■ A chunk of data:
%%

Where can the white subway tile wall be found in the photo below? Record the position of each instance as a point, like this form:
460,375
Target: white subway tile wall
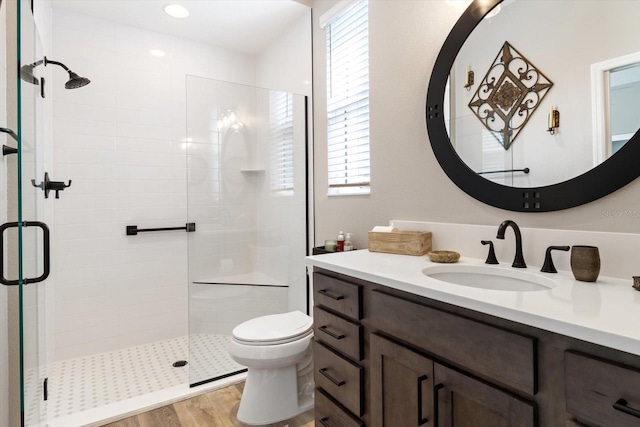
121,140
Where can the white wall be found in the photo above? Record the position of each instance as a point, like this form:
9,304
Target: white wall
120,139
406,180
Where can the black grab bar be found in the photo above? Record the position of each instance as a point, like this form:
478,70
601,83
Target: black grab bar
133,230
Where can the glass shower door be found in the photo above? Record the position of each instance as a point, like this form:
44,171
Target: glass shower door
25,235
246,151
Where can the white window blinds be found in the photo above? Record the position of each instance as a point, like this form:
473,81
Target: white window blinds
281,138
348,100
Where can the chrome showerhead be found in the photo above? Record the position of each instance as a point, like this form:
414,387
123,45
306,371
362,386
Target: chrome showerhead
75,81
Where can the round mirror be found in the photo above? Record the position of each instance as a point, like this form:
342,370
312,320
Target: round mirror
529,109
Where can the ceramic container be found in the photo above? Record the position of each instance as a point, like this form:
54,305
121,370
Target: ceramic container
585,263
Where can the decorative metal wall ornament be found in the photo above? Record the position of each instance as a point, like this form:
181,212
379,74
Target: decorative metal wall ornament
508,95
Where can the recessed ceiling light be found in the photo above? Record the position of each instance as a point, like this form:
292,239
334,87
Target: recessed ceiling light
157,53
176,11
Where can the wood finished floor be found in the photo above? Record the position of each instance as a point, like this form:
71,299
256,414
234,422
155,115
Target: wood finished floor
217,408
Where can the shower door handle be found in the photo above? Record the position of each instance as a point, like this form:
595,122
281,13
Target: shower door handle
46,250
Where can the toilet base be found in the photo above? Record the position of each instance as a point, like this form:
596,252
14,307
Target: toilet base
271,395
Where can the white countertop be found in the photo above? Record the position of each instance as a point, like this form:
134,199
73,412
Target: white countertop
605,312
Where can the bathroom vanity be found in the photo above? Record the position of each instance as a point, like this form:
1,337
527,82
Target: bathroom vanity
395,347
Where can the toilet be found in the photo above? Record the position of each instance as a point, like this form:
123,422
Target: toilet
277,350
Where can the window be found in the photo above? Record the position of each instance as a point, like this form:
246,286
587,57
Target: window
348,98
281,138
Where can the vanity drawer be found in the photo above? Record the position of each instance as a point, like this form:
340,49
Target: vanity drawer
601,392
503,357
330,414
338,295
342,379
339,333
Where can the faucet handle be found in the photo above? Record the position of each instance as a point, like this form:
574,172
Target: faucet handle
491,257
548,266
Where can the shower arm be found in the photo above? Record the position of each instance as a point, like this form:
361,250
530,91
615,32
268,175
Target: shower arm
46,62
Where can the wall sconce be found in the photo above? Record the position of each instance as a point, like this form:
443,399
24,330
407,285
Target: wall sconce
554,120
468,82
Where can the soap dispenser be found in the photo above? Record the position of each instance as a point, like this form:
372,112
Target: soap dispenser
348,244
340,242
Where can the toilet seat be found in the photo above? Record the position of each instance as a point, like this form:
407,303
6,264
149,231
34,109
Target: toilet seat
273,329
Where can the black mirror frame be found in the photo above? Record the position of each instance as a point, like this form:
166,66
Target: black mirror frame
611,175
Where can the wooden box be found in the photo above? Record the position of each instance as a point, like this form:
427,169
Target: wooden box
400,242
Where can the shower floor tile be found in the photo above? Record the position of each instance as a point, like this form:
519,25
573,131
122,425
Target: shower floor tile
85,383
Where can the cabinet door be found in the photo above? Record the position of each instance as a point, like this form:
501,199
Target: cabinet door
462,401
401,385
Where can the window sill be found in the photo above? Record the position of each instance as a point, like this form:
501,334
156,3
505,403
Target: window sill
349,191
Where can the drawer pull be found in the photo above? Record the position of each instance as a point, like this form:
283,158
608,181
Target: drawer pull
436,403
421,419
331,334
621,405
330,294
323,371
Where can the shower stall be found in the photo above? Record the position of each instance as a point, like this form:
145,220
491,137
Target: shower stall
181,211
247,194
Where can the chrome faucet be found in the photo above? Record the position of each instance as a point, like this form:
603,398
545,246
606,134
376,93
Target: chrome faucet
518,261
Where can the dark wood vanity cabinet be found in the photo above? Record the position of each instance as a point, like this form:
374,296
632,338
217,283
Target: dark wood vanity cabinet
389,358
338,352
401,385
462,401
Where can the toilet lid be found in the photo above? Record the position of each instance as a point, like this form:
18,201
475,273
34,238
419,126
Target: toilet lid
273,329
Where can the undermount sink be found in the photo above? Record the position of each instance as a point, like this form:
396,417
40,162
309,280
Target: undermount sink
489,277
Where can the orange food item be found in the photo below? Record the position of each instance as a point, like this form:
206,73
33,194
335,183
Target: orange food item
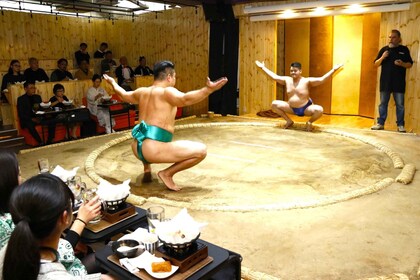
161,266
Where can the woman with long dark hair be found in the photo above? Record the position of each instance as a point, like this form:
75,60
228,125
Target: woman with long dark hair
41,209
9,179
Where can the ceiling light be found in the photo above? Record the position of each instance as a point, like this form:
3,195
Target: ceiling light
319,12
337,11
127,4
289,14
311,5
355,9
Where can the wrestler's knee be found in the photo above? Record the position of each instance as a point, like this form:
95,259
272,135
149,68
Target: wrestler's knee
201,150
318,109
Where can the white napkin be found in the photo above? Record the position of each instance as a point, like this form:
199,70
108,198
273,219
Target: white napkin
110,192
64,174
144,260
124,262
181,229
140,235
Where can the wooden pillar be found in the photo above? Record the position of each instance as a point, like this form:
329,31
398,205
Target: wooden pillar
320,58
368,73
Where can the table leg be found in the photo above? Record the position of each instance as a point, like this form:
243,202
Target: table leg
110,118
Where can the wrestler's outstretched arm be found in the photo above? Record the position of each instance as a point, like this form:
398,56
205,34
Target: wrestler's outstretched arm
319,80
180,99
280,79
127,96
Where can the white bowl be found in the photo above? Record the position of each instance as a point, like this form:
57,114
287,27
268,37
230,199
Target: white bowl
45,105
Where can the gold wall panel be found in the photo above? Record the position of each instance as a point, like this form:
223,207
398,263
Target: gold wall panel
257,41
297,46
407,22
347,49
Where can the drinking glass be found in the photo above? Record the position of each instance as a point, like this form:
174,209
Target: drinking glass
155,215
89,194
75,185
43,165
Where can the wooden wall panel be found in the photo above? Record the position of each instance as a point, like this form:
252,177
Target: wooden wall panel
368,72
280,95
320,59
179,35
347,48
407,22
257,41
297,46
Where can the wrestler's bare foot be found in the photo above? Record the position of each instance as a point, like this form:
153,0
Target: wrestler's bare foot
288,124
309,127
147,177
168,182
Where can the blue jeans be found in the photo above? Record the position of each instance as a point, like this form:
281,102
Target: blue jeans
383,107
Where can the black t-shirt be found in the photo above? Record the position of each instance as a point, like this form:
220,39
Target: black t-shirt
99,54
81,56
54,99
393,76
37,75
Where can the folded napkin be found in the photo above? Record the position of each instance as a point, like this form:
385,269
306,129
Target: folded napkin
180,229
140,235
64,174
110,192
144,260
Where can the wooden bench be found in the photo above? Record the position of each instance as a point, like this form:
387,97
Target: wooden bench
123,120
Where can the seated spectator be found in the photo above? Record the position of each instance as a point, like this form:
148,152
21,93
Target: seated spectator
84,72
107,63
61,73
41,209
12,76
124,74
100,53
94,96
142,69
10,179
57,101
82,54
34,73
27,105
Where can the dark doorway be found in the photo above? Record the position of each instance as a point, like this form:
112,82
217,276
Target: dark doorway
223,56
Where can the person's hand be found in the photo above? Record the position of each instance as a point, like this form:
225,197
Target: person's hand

%%

■ WHAT YOU WILL DO: Change "like this form" to "in this format" everywhere in the lines above, and write all of them out again with nothing else altered. Leave the pictures out.

■ RESULT:
Where can the white subway tile wall be found in the photo below? Record the position of each instance as a point, in this format:
460,375
Target: white subway tile wall
121,140
Where can the white wall be found in the photo above? Record the position of each instance as a point, in this format:
9,304
Target: white wall
120,139
406,180
Where can the black grab bar be found in the photo above? Record the position of each instance as a point, in this format:
478,70
601,83
Target: black grab bar
133,230
Where can the glass shower door be found in the photo above? Record the position of each instance as a point, in this format:
44,171
Target: glass shower door
25,235
246,151
Where can the white window blinds be found in the photo above? Record the position of each instance as a point, in this format:
473,81
Target: white window blinds
281,138
348,100
Where can the chrome showerhead be found in the photo above? Record the position of each instance as a point, in this format:
414,387
123,45
306,371
362,386
Target: chrome showerhead
75,81
Where can the round mirror be found in the photo above? Record the position of each instance as a point, in this format:
342,370
312,320
Target: round mirror
529,109
Where can the ceramic container be found in the photo above? Record the position of each instance as a point, in this format:
54,305
121,370
Target: ceramic container
585,263
Where can the decorative metal wall ornament be found in the photo above? Record the position of each instance as a point, in this format:
181,212
379,74
Target: decorative metal wall ornament
508,95
Where can the recessed ceiling light be found in the photo above? Record the position of each instance as a point, in this format:
292,239
334,87
Target: recessed ceiling light
157,53
176,11
Where can the wood finished floor be found in the photo above? Record the position of each instance as a point, in this format:
71,299
256,414
234,422
155,115
Target: wood finished floor
217,408
Where can the shower door handle be found in the photo above? Record the position of each instance as a point, in this format:
595,122
281,13
Target: shower door handle
46,250
Where can the toilet base be found in the photo above? Record the position of each instance as a point, in this format:
596,252
14,307
Target: toilet base
271,395
Where can the white countertop be found in the photo above? Record the position of each instance as a point, in this format:
134,199
73,412
Target: white countertop
605,312
Where can the bathroom vanity be found in the photo above? Record the position of each instance as a point, in this format:
1,337
527,82
Target: bathroom vanity
395,347
Where can the toilet be found in the photo above? Record the position of each instance as a point, in this format:
123,422
Target: toilet
277,350
Where can the window be found in the photo above? Record the position of each instance as a point, in this format:
246,286
587,57
Target: window
348,98
281,138
Where can the vanity drawer be found in the photo above? Record the position of each instance as a point, in this format:
340,49
Target: vanity drawer
601,392
503,357
330,414
338,295
342,379
339,333
Where can the faucet handle be found in the photo above? Record the position of each instance as a point, in this format:
574,172
Target: faucet handle
491,257
548,266
Where can the shower arm be found in the photo above? Record the position of each instance as a point, in this format:
361,250
530,91
615,32
268,175
Target: shower arm
46,62
Where can the wall sconce be found in the photo above? Record the position of each instance as a point, in this format:
443,399
24,330
407,285
Target: wall sconce
554,120
468,82
Where can the soap dispenser be found in the photo above? Record the position of each instance as a point, in this format:
372,112
Target: soap dispenser
348,244
340,242
Where can the toilet seat be found in the photo above? Record the position of each instance as a point, in this format:
407,303
6,264
149,231
34,109
Target: toilet seat
273,329
Where can the black mirror frame be found in the photo above? Record the position of each instance as a point, in this format:
166,66
Target: black mirror frame
611,175
Where can the wooden box be found in the photo above? Record the position of each instance as a point, in this format:
427,169
Target: wooden box
400,242
Where can the shower floor tile be found in the photo above? Record the position of each instance as a point, in this format:
519,25
573,131
122,425
Target: shower floor tile
85,383
Where can the cabinet door be found in the photo above? Record the position of each instance as a point, in this format:
501,199
Target: cabinet door
462,401
401,385
Where can the window sill be found in the photo above? Record the position of each instance as a point, in this format:
501,334
156,3
505,403
Target: window sill
349,191
Where can the drawer pull be found in the photo above? Record the position of each instance as a point, in this format:
283,158
608,181
Target: drawer pull
436,403
421,419
331,334
621,405
330,294
323,371
Where can the shower stall be found in the photo above? Record the position of each instance as a point, in this format:
145,220
491,137
Target: shower stall
181,211
247,194
Where can the chrome faucet be found in the photo above? Record the position of each instance as a point, in this format:
603,398
545,246
606,134
376,93
Target: chrome faucet
518,261
Where can the dark wood vanity cabinet be found in the photo above? Record the position of each instance as a point, in this format:
374,296
632,338
217,283
Target: dark wood vanity cabinet
389,358
338,352
401,385
462,401
Where can the toilet lid be found in the photo above? Record the position of each instance as a point, in this format:
18,201
475,273
34,238
419,126
Target: toilet lid
273,329
Where can the undermount sink be found in the photo above? Record the position of each instance as a point, in this format:
396,417
40,162
309,280
Target: undermount sink
489,277
Where can the orange food item be found in the photo below? Record the position of each instance as a point, in this format:
206,73
33,194
335,183
Target: orange food item
161,266
Where can the woman with long dark hair be found in the photo above? Record the position of each instance as a point, in this format:
75,60
228,125
Target: woman with long dark hair
41,209
9,179
Where can the ceiling light be found in the photo above? Record the position of each instance as a point, in this format:
3,195
Target: ceiling light
319,12
337,11
127,4
289,14
311,5
355,9
Where can the wrestler's knee be found in the photo above? Record the position of each instance as a point, in this format:
95,259
272,135
149,68
Target: wrestler's knee
201,150
318,109
Where can the white napkin be found in the photo above? Record the position of each instance as a point, in this format:
199,70
108,198
273,219
Target: white napkin
110,192
64,174
144,260
124,262
181,229
140,235
Where can the wooden pillar be found in the photo above? Record the position of each instance as a point, in this format:
329,31
398,205
Target: wooden pillar
320,58
368,73
Where can the table leg be found in the photo above? Record the position of each instance as a point, in this format:
243,202
Target: table leg
110,118
Where can the wrestler's outstretched arm be found in the photo above? Record the position of each instance as a point, in this format:
398,56
205,34
Target: wrestler's outstretched arm
319,80
180,99
280,79
127,96
Where can the white bowl be found in the photo above? Record the position of each instance as a point, in this format:
57,114
287,27
268,37
230,199
Target: white bowl
45,105
Where can the gold wall panel be found in the photo above? Record the position of each instance as a point, in this format:
223,207
398,263
Target: gold wall panel
257,41
297,46
407,22
347,49
Where can the drinking glass be found in the photo above? Record the position of each instance as a point, in this format:
174,209
Target: drinking glass
155,215
89,194
75,185
43,165
Where can the wooden wall panel be found in the photo above? Record the position of each instance as a point, in this format:
252,177
Target: wooden wall panel
368,72
280,95
320,59
179,35
347,48
407,22
257,41
297,46
Where can the wrestler's bare foot be found in the photo above? Record the position of each instance as a point, in this format:
153,0
Target: wrestler's bare foot
288,124
309,127
147,177
168,182
Where can the blue jeans be found in the photo above? Record the position of each instance as a point, in this format:
281,102
Target: blue jeans
383,107
Where can the black t-shirt be found in the photo above? Record the position of each instance as a point, in this format:
220,39
Target: black t-shirt
99,54
81,56
54,99
393,76
37,75
Where can the folded napkin be found in the photo above? Record the position of each instance as a point, in this format:
385,269
306,129
Target: folded napkin
180,229
140,235
64,174
110,192
144,260
Where can the wooden bench be found in the photo above? Record the position of each instance as a point, in this format:
387,97
Target: wooden bench
123,120
Where can the seated spectator be found in the photo above? Record the position of each instance as a point, in this format:
148,152
21,93
Target: seated spectator
84,72
107,63
61,73
41,209
12,76
124,74
100,53
94,96
142,69
10,179
57,101
82,54
34,73
27,105
Where can the dark doorway be found in the photo above? Record the position of each instance as a point, in this format:
112,82
217,276
Target: dark doorway
223,56
Where can the person's hand be found in the photo above? Record the position of each instance as a point, in this format:
225,197
Target: person's hand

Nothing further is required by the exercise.